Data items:

..............................

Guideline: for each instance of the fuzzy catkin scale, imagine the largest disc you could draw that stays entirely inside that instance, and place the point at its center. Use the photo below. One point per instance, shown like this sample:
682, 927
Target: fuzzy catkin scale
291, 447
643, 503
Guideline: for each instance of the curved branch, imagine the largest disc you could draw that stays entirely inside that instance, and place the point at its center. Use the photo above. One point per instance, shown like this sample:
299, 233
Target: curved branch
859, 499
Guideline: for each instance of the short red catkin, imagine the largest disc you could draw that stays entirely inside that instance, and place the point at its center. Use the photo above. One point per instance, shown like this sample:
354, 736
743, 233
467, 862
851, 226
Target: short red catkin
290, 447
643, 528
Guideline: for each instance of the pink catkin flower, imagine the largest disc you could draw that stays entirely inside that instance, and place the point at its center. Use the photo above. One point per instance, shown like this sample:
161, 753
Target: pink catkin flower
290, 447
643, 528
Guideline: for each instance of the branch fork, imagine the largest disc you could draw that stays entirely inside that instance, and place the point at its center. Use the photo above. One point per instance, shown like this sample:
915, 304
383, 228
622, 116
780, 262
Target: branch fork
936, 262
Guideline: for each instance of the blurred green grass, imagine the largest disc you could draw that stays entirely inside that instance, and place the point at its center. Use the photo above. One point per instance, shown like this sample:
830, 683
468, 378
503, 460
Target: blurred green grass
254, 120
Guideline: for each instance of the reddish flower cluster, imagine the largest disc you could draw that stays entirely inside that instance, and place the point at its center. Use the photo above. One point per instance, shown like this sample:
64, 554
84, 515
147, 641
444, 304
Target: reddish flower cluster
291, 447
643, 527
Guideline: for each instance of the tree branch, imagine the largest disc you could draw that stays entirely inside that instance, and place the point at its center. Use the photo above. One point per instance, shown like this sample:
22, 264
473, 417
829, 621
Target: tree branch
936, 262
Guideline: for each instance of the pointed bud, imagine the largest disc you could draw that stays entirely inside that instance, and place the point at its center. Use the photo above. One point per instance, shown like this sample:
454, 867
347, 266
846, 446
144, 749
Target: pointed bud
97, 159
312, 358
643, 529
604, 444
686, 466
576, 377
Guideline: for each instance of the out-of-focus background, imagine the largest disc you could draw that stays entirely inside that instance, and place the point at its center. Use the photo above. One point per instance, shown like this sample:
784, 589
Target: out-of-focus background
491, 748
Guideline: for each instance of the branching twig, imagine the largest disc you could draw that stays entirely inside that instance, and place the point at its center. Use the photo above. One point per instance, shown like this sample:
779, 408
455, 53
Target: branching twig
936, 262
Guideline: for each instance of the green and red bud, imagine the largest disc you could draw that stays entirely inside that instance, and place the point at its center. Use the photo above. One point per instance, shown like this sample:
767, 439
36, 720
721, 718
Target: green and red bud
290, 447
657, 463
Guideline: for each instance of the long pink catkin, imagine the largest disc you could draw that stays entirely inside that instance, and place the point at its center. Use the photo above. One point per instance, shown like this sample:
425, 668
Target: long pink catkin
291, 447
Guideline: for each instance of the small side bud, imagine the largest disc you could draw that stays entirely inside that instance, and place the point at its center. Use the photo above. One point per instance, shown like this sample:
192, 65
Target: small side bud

..............................

__WHAT IS ASKED__:
Could you edit the records from the line with "Guideline: for each instance of the out-of-focus" up to and including the last line, replacing "largest disc" with "biggest circle" and leaving everything else unchanged? Return only those lines.

__THE COMPLETED TASK__:
Guideline: for each instance of the out-of-focus background, imagine the biggest circle you could draw that stays entirely inside that instance, and place the point at its center. Use the photo above. One point per instance, shown like this sample:
784, 589
Target: out-of-focus background
491, 748
Guideline: for each instance of the branching twig, imagine the biggest circle you could draw that stays entirely inside that instance, and place the point at its center. Use the photo above. One point per instance, shown like this sample:
779, 408
455, 53
Target: branching twig
936, 262
Guideline: for each instance of the green and red bud, imagine the biggest circle you could draw that stays entirely inside that instance, and place the point at its center. Use the photo above. One point per instance, shown like this sample:
767, 439
36, 720
721, 718
Target: green and red bud
290, 447
657, 463
Guideline: for each instance of the long pink catkin, imagine the biggest circle you could draw that stays entirely inside that instance, and place the point at its center. Use the photo above. One point per instance, shown like this sample:
425, 668
Target: long pink catkin
291, 447
Guideline: for each instance of the small side bud, imagine the biggest circle you could draw that stays entirely inside that instance, and place the point at its center. Use the photo above. One point per instance, shown like this sample:
192, 65
Target: small side bud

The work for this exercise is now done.